## START STORED RECORDS
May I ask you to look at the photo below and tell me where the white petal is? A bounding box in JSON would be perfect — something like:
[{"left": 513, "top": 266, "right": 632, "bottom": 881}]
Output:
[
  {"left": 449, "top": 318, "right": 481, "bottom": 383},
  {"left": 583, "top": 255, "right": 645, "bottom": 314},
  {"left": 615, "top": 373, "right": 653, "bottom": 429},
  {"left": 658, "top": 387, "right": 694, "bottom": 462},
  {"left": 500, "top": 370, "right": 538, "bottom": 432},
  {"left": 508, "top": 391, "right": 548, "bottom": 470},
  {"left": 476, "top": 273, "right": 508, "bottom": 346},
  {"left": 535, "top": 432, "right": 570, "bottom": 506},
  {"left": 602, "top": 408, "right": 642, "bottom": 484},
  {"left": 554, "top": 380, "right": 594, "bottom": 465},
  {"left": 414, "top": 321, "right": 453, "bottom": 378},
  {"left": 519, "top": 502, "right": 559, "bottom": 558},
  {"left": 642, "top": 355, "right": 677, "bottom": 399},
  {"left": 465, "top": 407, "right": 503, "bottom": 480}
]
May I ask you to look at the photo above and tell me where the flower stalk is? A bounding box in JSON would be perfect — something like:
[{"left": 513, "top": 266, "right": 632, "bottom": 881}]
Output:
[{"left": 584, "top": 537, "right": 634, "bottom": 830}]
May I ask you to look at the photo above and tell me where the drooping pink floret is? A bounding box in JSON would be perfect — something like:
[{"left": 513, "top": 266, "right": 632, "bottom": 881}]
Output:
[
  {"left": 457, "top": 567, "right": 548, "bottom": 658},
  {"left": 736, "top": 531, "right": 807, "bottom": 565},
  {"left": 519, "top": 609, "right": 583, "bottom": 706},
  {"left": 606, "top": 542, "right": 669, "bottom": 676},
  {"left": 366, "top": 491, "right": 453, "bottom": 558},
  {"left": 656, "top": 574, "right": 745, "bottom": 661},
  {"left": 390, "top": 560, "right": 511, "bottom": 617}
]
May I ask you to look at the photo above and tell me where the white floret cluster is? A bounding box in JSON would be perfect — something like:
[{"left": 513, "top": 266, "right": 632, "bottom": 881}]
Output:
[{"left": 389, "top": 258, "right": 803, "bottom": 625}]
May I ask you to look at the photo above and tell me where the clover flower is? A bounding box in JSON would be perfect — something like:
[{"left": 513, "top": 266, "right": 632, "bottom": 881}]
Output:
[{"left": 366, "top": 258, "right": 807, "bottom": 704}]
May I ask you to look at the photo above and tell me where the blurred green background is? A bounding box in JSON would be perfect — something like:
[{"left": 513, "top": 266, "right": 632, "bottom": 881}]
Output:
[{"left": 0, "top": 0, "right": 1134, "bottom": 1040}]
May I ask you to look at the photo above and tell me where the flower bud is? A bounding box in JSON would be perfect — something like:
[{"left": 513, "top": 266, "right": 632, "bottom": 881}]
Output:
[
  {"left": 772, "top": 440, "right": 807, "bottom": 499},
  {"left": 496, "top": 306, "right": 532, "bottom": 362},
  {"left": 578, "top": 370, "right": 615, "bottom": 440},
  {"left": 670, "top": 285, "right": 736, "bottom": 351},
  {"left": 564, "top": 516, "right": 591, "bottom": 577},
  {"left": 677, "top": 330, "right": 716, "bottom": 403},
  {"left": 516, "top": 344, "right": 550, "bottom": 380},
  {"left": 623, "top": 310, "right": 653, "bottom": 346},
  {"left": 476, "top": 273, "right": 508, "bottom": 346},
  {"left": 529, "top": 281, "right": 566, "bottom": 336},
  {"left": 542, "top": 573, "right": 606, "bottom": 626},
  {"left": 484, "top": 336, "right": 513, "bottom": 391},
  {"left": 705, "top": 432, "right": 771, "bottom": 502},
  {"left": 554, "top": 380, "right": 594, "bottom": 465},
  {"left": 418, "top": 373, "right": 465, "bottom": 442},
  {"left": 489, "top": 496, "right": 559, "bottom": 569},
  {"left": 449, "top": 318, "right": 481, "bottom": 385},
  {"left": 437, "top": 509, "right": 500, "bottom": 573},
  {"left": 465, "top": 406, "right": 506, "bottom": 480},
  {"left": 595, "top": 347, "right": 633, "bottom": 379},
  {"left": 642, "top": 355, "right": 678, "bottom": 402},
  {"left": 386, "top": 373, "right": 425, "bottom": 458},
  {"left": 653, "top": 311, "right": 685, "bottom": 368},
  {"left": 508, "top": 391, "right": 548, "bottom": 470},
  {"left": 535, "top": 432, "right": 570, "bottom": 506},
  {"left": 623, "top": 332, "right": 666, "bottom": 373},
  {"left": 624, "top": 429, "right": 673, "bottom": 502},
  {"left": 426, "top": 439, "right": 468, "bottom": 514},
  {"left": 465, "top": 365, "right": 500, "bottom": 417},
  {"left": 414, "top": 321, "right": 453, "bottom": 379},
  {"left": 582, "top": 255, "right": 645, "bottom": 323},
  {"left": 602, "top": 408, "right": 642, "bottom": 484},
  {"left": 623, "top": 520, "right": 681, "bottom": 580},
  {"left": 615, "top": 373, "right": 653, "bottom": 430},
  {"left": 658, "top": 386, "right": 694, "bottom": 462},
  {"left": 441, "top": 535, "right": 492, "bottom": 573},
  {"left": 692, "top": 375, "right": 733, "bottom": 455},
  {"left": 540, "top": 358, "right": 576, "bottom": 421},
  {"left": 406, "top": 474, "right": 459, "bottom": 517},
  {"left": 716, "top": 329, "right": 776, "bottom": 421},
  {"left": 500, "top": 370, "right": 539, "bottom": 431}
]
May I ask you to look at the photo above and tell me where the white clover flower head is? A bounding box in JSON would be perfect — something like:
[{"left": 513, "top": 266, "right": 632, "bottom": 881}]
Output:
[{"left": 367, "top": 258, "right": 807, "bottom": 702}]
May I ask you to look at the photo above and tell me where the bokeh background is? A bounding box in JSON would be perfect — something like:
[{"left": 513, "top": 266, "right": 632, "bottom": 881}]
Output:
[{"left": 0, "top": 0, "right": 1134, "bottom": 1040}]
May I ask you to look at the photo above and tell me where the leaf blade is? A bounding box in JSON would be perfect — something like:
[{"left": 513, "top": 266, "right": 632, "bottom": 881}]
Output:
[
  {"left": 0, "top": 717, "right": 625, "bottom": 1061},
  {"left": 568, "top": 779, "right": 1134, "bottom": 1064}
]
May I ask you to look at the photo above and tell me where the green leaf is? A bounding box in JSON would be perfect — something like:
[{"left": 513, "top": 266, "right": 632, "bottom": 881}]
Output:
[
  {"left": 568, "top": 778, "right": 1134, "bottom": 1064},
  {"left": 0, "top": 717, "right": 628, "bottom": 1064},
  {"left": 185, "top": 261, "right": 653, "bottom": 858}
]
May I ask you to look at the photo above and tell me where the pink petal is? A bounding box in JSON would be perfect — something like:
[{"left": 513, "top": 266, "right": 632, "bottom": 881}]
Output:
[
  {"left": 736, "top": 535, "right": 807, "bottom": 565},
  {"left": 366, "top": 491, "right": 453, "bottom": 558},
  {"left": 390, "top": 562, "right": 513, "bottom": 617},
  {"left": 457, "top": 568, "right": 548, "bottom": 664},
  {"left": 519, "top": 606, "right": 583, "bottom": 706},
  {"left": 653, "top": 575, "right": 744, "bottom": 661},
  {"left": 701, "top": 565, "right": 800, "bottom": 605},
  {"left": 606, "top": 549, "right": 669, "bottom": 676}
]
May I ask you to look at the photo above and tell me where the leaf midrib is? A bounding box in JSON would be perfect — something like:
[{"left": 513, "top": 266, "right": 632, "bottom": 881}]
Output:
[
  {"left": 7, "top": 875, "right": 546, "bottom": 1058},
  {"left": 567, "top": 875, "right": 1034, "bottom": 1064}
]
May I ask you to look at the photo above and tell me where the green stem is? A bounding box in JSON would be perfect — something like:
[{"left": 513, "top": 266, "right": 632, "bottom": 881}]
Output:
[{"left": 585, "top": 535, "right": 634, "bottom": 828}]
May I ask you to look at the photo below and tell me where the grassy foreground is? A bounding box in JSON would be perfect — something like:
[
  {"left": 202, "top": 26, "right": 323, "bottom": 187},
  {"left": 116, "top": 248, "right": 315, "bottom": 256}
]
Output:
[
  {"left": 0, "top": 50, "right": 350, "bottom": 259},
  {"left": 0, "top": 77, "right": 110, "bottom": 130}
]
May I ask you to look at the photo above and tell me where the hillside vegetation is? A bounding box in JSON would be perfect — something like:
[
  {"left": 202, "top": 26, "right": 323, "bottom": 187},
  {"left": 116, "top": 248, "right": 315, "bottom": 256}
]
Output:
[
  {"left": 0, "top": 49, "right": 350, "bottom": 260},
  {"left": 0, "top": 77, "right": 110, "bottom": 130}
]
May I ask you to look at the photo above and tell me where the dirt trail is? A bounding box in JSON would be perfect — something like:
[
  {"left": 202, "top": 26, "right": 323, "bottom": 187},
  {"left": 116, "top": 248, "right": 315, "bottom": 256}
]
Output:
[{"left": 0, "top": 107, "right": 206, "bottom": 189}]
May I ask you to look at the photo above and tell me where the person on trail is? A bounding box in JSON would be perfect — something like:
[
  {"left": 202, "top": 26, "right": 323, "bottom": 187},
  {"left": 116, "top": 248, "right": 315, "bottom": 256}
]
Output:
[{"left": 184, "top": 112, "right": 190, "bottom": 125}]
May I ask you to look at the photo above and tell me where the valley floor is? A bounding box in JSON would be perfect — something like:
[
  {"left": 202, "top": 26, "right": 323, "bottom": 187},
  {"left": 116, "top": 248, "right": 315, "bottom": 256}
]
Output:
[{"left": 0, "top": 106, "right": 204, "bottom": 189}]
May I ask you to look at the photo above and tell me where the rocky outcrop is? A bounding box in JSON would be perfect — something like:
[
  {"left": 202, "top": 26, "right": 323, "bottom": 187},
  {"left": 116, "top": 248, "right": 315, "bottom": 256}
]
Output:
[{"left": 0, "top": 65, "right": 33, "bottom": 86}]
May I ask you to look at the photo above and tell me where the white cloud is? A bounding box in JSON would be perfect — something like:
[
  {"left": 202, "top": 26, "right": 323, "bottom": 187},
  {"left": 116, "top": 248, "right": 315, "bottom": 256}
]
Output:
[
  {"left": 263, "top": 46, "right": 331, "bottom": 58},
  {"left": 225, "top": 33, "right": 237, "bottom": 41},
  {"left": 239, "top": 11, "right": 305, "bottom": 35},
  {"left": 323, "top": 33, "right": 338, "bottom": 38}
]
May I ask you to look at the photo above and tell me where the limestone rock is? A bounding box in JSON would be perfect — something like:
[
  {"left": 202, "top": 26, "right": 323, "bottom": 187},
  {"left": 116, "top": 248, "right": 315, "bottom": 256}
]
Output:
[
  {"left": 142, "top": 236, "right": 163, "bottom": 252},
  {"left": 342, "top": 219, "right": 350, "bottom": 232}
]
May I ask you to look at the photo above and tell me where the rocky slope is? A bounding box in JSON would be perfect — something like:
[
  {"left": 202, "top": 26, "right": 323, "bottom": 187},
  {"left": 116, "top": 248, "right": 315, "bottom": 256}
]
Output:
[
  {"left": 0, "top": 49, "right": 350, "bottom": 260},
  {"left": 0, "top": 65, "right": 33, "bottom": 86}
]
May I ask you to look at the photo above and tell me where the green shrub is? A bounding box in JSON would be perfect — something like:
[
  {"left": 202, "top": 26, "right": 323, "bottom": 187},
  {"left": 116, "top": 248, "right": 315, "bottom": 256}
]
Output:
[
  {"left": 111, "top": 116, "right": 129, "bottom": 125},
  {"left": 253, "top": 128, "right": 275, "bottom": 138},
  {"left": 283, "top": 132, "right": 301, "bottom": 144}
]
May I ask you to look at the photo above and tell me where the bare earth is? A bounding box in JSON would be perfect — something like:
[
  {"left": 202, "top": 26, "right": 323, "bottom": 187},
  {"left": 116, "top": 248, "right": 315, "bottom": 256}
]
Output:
## END STORED RECORDS
- PROBLEM DESCRIPTION -
In the rows above, how many lines contain the string "trail", with case counting? Reply with the number only.

- EXPECTED ANSWER -
2